WORK INSTRUCTIONS — Please copy exactly the lines that begin with the one containing "[indicate] building window" and end with the last line of the entries.

AVAILABLE RECORDS —

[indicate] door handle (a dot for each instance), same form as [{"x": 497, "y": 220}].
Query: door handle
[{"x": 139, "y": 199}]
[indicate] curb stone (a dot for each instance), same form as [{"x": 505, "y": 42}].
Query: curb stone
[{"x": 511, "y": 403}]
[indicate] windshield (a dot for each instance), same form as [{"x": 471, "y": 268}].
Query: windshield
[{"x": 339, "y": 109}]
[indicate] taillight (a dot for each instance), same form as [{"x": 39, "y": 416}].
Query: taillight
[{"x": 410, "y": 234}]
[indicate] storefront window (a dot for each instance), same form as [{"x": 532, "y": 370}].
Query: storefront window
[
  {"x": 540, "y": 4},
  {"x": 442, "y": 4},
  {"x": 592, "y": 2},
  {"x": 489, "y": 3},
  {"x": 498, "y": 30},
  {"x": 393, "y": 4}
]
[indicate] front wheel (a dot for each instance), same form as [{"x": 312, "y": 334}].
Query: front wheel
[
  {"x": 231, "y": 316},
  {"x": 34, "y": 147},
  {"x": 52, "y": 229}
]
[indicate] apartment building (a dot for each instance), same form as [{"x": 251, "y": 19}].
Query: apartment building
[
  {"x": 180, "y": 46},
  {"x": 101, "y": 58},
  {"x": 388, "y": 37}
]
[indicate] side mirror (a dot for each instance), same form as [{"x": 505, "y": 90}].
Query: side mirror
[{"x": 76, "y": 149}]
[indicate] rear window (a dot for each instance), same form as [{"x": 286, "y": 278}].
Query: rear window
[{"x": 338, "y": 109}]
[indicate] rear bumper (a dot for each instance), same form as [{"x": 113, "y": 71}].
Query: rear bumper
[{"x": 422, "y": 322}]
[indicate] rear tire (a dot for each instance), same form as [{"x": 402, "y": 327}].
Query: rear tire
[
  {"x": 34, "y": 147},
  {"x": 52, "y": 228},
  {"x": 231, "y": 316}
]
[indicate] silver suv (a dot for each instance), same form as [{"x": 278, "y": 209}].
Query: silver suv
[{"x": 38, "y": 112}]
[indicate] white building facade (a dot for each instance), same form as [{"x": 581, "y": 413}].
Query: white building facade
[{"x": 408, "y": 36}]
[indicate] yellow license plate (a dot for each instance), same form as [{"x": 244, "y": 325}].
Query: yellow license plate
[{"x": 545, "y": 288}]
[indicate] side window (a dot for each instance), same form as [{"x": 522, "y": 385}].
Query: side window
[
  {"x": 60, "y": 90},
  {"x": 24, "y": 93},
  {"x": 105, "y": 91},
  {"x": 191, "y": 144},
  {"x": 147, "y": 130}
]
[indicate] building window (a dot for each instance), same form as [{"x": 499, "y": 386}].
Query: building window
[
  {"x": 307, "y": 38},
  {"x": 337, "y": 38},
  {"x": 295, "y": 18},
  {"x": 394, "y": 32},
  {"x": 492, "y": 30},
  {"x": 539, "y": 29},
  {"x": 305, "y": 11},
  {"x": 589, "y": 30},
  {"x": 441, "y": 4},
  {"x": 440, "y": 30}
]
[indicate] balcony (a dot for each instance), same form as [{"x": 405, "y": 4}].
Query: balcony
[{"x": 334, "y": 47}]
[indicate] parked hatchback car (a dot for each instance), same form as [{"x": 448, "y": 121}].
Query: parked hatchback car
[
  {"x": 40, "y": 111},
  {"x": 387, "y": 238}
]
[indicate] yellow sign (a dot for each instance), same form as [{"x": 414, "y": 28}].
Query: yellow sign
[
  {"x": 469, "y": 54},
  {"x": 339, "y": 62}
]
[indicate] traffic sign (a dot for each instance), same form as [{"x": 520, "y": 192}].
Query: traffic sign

SOLUTION TO THE EXERCISE —
[indicate] building window (a dot for each instance), same form as [{"x": 499, "y": 386}].
Query: building window
[
  {"x": 307, "y": 38},
  {"x": 337, "y": 38},
  {"x": 295, "y": 18},
  {"x": 394, "y": 32},
  {"x": 492, "y": 30},
  {"x": 539, "y": 29},
  {"x": 305, "y": 11},
  {"x": 589, "y": 30},
  {"x": 441, "y": 4},
  {"x": 440, "y": 30}
]
[indicate] balcony (a dot for each instance), same form as [{"x": 405, "y": 4}].
Query: balcony
[{"x": 334, "y": 47}]
[indicate] parked hatchback car (a dot for each instance), same form as [{"x": 448, "y": 121}].
Query: parked hatchback car
[
  {"x": 40, "y": 111},
  {"x": 387, "y": 238}
]
[indicate] yellow sign (a dot for each instance), same form as [{"x": 414, "y": 28}].
Query: yellow sign
[
  {"x": 469, "y": 54},
  {"x": 339, "y": 62}
]
[indicate] traffic sign (a dot for each instance), same form as [{"x": 520, "y": 192}].
Query: traffic sign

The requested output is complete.